[Rows from a pointing dataset]
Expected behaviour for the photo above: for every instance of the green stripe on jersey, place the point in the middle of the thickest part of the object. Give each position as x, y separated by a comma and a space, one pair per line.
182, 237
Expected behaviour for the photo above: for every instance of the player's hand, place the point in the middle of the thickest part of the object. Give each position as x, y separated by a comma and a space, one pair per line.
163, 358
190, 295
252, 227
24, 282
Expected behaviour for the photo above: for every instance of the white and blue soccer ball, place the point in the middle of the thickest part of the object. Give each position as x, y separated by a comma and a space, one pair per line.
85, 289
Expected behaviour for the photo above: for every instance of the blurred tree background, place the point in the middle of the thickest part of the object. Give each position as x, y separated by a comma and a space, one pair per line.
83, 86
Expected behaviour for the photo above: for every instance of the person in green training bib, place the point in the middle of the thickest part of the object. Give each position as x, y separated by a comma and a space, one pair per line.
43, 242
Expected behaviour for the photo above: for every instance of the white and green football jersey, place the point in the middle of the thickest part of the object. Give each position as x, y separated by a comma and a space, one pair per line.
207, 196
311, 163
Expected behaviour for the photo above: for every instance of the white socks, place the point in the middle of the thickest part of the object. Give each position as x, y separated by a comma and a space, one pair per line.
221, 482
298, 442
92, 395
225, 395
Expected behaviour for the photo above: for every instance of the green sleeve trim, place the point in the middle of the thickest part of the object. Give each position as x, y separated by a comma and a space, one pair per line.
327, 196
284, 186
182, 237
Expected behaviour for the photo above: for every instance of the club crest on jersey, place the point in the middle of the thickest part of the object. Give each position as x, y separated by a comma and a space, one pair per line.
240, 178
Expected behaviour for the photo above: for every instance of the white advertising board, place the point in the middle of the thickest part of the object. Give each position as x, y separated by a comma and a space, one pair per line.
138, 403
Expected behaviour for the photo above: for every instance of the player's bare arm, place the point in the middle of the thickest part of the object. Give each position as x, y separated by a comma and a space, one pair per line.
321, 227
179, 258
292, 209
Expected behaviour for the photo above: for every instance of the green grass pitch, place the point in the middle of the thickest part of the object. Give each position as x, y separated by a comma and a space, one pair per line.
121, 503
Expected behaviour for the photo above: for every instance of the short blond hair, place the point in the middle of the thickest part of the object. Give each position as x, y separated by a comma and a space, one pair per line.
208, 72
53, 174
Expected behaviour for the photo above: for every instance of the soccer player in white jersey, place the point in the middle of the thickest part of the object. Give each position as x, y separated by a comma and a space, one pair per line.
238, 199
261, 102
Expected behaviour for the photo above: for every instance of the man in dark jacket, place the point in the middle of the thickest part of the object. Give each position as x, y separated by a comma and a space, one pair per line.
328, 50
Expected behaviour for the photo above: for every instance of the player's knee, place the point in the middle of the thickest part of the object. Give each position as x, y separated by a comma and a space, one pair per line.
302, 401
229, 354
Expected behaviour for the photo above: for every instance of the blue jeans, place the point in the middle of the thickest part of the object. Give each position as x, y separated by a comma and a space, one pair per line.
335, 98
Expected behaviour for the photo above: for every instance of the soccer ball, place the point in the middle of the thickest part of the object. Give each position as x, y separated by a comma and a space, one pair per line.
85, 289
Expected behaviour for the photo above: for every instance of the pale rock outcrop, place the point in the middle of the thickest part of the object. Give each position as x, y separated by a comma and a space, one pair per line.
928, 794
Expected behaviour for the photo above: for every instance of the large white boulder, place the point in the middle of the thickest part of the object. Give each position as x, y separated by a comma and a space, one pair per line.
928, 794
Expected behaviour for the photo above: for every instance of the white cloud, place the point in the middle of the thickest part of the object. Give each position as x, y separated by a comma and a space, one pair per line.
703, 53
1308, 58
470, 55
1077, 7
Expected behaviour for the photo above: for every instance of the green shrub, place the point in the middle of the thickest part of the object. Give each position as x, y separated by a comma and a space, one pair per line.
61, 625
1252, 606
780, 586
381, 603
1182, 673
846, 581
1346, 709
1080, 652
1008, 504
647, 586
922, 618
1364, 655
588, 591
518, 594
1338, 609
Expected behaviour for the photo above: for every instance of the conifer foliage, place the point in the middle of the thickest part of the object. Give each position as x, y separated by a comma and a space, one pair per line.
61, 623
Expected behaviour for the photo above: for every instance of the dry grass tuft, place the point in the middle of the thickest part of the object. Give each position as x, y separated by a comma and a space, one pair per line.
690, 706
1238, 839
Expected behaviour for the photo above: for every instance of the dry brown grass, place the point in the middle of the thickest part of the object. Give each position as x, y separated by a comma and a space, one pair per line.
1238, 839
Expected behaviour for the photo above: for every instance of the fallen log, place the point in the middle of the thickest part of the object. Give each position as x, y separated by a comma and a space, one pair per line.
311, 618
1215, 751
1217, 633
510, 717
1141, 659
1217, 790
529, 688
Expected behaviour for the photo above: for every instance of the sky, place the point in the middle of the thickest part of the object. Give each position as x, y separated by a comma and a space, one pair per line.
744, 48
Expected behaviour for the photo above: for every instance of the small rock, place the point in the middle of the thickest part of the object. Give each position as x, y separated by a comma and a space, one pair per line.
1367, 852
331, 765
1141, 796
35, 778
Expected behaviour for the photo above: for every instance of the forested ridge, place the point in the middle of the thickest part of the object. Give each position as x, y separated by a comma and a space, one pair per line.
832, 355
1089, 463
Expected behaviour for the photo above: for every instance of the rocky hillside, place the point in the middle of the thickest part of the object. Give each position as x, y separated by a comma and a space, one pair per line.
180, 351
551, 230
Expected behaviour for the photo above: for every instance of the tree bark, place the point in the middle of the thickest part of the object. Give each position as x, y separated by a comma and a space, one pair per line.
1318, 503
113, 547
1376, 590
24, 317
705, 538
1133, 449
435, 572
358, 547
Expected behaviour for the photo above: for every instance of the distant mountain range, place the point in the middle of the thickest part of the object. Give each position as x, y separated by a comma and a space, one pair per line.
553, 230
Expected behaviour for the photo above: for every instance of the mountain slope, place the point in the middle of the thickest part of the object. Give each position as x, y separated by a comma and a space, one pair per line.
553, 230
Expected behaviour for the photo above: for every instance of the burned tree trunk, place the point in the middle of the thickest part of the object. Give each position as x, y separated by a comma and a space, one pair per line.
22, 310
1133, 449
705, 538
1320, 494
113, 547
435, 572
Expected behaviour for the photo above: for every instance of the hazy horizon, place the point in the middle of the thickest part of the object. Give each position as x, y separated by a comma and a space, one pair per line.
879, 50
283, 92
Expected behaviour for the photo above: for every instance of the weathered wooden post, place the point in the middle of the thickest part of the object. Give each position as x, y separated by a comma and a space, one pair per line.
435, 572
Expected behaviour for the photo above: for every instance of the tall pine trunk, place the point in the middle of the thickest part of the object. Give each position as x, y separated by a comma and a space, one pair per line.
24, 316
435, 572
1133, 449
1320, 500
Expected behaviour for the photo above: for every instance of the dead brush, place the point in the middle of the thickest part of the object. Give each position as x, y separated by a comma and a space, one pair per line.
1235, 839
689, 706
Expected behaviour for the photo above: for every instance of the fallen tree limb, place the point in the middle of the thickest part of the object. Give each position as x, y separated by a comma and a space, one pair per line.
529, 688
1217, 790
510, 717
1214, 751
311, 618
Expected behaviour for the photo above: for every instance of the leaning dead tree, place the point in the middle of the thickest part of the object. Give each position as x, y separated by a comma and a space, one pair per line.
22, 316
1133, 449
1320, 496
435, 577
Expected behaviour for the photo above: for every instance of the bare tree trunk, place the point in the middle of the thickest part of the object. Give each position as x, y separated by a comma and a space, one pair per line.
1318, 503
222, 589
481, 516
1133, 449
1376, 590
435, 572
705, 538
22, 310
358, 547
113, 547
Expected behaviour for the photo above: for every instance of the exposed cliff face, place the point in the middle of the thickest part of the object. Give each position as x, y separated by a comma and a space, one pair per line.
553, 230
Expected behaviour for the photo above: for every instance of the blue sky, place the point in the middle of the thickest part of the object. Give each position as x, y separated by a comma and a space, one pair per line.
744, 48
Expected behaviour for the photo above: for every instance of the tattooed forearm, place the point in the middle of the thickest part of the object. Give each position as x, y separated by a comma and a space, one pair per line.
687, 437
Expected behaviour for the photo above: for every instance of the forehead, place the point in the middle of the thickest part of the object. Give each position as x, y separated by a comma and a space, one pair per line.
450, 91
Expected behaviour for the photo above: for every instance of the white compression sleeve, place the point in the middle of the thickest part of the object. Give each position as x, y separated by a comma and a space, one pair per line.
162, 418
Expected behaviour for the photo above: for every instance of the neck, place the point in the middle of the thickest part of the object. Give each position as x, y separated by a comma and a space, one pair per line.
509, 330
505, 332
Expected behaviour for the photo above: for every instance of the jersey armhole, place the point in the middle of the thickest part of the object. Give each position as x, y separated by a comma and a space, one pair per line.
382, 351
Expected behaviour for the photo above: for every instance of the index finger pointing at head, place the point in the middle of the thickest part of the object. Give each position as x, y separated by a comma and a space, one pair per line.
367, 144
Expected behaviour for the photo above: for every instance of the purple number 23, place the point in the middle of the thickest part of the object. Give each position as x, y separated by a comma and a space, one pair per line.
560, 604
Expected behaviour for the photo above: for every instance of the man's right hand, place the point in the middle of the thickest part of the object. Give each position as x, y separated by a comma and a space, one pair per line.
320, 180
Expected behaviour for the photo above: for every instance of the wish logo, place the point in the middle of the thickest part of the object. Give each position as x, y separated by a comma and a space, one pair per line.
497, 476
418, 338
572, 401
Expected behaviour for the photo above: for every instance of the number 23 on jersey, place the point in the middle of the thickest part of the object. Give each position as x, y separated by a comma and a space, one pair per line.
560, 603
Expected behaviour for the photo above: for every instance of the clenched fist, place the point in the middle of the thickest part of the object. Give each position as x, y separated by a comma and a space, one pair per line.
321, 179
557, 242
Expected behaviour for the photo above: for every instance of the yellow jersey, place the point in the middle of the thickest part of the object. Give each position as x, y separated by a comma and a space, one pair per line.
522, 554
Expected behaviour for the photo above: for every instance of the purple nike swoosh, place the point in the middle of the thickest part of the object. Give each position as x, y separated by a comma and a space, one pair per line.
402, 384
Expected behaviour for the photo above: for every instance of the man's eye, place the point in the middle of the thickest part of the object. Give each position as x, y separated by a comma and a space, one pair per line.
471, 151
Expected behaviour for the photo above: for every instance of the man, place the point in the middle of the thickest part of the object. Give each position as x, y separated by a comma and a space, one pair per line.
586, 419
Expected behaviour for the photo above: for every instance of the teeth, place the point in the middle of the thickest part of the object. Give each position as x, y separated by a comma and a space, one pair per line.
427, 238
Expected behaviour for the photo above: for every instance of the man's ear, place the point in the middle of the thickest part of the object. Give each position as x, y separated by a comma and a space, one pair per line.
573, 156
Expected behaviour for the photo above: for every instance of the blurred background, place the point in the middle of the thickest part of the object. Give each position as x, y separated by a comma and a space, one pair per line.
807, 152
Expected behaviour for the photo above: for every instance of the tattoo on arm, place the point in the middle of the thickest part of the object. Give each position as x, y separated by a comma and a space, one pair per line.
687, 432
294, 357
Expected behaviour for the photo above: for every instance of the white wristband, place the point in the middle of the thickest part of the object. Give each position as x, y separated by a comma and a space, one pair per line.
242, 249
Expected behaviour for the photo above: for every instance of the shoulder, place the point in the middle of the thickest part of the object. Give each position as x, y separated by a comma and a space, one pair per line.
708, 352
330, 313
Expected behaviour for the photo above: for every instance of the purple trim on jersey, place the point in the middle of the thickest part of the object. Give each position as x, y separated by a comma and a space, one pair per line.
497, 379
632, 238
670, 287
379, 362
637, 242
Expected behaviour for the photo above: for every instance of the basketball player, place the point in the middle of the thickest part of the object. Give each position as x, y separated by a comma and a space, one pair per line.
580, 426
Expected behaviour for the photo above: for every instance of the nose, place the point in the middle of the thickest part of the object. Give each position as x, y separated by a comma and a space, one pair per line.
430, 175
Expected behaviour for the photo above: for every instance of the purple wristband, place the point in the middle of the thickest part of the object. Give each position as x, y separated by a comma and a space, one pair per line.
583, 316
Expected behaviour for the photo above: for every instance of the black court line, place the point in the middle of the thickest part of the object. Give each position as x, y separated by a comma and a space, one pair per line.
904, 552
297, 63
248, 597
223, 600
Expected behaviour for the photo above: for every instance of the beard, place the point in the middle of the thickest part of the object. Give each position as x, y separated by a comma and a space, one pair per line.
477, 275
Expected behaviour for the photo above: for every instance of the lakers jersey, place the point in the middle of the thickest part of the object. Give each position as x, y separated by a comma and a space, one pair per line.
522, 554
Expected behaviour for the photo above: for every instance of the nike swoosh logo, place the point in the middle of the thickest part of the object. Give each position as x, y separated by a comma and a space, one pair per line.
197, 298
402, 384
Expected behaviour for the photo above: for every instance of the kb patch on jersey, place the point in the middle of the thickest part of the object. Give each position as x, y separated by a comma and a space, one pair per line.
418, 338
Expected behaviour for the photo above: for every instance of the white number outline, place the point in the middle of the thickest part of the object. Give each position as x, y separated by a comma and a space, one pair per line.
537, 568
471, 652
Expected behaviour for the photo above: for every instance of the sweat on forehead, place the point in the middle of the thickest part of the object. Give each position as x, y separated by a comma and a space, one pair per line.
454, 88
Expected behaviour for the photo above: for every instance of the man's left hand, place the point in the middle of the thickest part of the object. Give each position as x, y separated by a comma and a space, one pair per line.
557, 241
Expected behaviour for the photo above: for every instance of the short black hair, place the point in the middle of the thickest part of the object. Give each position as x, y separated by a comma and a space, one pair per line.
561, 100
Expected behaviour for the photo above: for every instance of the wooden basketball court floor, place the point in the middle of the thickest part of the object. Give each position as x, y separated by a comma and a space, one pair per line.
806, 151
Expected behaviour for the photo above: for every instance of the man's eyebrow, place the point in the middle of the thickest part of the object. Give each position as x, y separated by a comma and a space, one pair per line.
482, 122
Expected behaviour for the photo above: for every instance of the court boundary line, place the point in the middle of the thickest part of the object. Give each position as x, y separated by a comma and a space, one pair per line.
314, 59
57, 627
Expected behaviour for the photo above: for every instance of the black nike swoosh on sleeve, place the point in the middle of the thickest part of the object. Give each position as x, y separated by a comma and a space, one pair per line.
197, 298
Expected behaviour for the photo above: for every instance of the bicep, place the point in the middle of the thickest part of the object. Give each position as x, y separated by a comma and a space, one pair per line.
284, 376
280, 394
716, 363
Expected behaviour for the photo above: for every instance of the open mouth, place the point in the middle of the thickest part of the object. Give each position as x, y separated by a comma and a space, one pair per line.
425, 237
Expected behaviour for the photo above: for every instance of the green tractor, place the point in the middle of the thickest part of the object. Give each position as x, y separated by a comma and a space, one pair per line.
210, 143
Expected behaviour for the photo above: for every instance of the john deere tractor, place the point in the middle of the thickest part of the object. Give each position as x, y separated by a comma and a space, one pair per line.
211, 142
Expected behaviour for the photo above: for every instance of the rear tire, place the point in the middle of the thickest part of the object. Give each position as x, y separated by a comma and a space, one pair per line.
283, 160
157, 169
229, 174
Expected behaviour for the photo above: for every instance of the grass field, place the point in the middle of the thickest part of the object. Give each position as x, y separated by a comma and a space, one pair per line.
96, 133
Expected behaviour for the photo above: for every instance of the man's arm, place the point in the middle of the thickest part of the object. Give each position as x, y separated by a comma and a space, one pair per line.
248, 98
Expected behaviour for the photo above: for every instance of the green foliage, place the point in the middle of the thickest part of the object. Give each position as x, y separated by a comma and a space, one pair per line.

Directions
Copy out every line from the one containing "the bicep, place" to the end of the material, both ends included.

Correct answer
Expected behaviour for the photo above: for every instance of the bicep, place the point in the middle of the thickest part of the object. Give each position as x, y separated by a comma and a space, one pair per line.
284, 376
280, 394
716, 363
Expected behaviour for the photo above: for every instance of the open mouth, place the point in the middle of the thickest part of the object. Give each position as x, y separated by a comma and a space, one pair per line.
425, 237
Expected behaviour for the photo above: for every instance of the green tractor, place the point in the middle of the thickest part of the object. Give each position as x, y separated by a comma and a space, one pair per line.
210, 143
Expected behaviour for the photo above: for every instance of the john deere tractor, place the point in the middle of the thickest part of the object. Give each position as x, y separated by a comma and a space, one pair per line.
211, 142
Expected behaviour for the photo above: for every instance of the rear tire, place the point in the middle of the thickest part of the object. Give each position as x, y separated by a comma and a space, one pair per line.
283, 160
157, 169
229, 174
Expected behaviour for the photo above: for every instance of the grass field, place the point in the middle of the thickest part of the object. Give each position as x, y separated by a comma and a space, one pair per line.
96, 133
Expected behaviour for the photo above: for every instance of the man's arm, place the point in the middle of the thickest part of the object. Give each position as x, y separated by a comma and a space, one pair per line.
248, 98
Expected behaviour for the photo above: for every instance of the green foliage, place the point in the middle of the thickest part of the object. Give each position as x, y separated by a comma and a space, one pair per line.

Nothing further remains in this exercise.